** Exercise objective **
What is needed here is an exact copy of all the records below.

------ Exercise data

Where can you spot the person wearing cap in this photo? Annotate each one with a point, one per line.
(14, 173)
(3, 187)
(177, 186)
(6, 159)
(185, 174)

------------

** Result below **
Where can you spot the person wearing cap in this photo? Annotate each one with a point, one per line.
(14, 173)
(3, 187)
(177, 186)
(6, 159)
(185, 174)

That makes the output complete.